**SOURCE EXTRACT**
========================================
I.) Communication~ An Open line of communication can build a great relationship, keep it moving or repair it when there is damage to it. In my view there is nothing more important then being able to talk to your partner about every thing. By communicating I know my wife what she wants and what she expects. The lack of communication almost lost a great thing. The ability to communicate not only saved it but strengthened us. 

A.) Listen~ A part of communication has to be the ability to listen. No one wants to spill their heart out if the other person isn’t listening or just paying lip service. 

1.) Boundaries~ Listen to what your partner thinks as far as limits. Is hugging okay, how about dancing with someone else? Knowing where your boundaries are can keep you from having to repair a relationship. 

B.) Acceptance~ You have to be able to accept what you are being told from your partner. Saying you do doesn’t help if you can’t or refuse to use the information. 

C.) Sharing~ You must be willing to share the good and the bad of the day or even your dreams to communicate well. 

D.) Conflict Resolution~ Use communication to solve your problems. Most arguments are not because people disagree but rather they can’t or will not compromise or they can’t understand what the other wants. Arguing is the worst form of talking because things not meant to be said are out of anger and most arguments would not happen if there was good communication.
========================================
**DATA SECTION**
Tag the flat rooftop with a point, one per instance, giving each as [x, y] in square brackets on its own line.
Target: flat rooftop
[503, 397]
========================================
Can you continue the outline on communication in relationships, picking up after its last sentence? The listing has no connection to the outline on communication in relationships.

draconis


----------



## mamab (Jun 29, 2007)

First of all, love isn't just a feeling. It's a choice. I don't always "feel" love for my husband, but because I am committed to him and my vows that I made, I choose to stay. 

If you don't "feel" loved by him, and you say you don't love him anymore, I can only pray that you will continue in therapy - together. One person can't make a marriage work, so it's going to take both of you making an effort. Best of luck.


----------



## draconis (Oct 3, 2007)

mamab said:


> One person can't make a marriage work, so it's going to take both of you making an effort. QUOTE]
> 
> Very well said, I have been working on my next thesis and would love to use this in there it has inspired me.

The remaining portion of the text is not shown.